Dataset excerpt
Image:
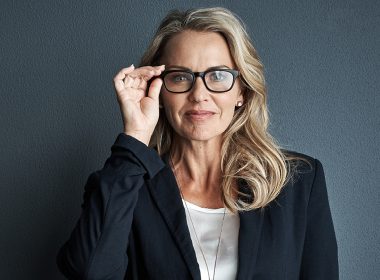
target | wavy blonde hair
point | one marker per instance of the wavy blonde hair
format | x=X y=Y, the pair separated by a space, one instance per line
x=249 y=154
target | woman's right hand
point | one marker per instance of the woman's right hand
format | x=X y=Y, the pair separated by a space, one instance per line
x=139 y=105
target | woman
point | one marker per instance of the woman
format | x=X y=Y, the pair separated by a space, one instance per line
x=215 y=198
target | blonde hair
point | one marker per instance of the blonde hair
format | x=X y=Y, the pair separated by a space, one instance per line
x=249 y=154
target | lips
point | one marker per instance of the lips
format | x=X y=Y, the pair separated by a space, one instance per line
x=199 y=115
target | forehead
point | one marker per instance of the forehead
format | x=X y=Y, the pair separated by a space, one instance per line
x=197 y=51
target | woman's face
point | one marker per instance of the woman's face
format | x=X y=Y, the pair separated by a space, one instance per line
x=199 y=114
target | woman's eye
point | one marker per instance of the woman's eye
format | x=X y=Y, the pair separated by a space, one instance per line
x=218 y=76
x=179 y=78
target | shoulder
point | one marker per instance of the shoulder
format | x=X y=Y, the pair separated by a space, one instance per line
x=298 y=163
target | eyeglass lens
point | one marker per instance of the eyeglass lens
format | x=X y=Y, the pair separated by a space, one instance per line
x=180 y=81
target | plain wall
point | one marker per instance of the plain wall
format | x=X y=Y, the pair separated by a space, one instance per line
x=59 y=115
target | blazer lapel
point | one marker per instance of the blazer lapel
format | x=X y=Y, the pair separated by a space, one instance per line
x=165 y=192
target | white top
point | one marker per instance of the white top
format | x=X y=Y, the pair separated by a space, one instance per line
x=207 y=223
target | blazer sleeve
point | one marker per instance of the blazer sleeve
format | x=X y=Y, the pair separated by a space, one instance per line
x=320 y=253
x=98 y=244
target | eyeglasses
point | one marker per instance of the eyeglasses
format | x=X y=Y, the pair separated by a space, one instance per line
x=215 y=80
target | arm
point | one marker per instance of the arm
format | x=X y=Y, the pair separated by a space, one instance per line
x=320 y=254
x=97 y=246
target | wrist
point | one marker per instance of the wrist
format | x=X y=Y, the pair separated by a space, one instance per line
x=139 y=136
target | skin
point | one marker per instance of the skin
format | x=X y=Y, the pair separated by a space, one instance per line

- **Goal**: Repeat every record above exactly, but leave out any pictures.

- **Complete response**:
Image:
target | wavy blonde hair
point | one marker per instance of the wavy blonde hair
format | x=X y=Y, the pair separated by a space, one instance per line
x=249 y=154
target | woman's right hand
point | one marker per instance of the woman's right hand
format | x=X y=Y, the pair separated by a space, one instance per line
x=139 y=105
target | woman
point | one marker per instance of the woman
format | x=X y=Y, the pair separated by a space, one instance per line
x=215 y=198
target | blonde hair
point | one marker per instance of the blonde hair
format | x=X y=Y, the pair separated by a space, one instance per line
x=249 y=154
target | lips
point | one marker per instance of the lips
format | x=X y=Y, the pair separated by a space, one instance per line
x=199 y=115
target | forehead
point | one marker per instance of the forehead
format | x=X y=Y, the pair separated by a space, one instance per line
x=197 y=51
target | woman's face
point | one marker per instance of the woman's face
format | x=X y=Y, the pair separated by a space, one instance per line
x=199 y=114
target | woman's eye
point | one marker per instance of the woman's eye
format | x=X y=Y, the pair separated by a space, one instance per line
x=218 y=76
x=179 y=78
target | shoulder
point | one marker per instance of the shoulder
format | x=X y=Y, the pair separated by a space, one instance per line
x=298 y=163
target | eyeglass lens
point | one marker per instance of the eyeglass lens
format | x=X y=Y, the pair separated by a space, one instance per line
x=180 y=81
target | plain wall
point | one marker per instance of the plain wall
format | x=X y=Y, the pair separated by a space, one instance per line
x=59 y=115
target | blazer lapel
point | one marker per instance of the blazer lapel
format | x=X y=Y, the pair separated by a space, one instance per line
x=165 y=192
target | white top
point | one marker per instance of the white top
format | x=X y=Y, the pair separated by a space, one instance per line
x=207 y=223
target | blazer sleeve
point | one marker per instance of the blazer sleeve
format | x=X y=Y, the pair separated by a space, one instance per line
x=320 y=253
x=98 y=244
target | eyeglasses
point | one marker per instance of the eyeglasses
format | x=X y=Y, the pair separated by a space, one instance per line
x=215 y=80
target | arm
point | one marker per instance of the arm
format | x=X y=Y, the pair separated by a space, one instance per line
x=320 y=254
x=97 y=246
target | wrist
point | one marker per instance of the wrist
format | x=X y=Y, the pair separated by a space, one instance per line
x=139 y=136
target | skin
point | one marker per instance of the skin
format | x=X y=Y, the pair separated by a space, one instance per line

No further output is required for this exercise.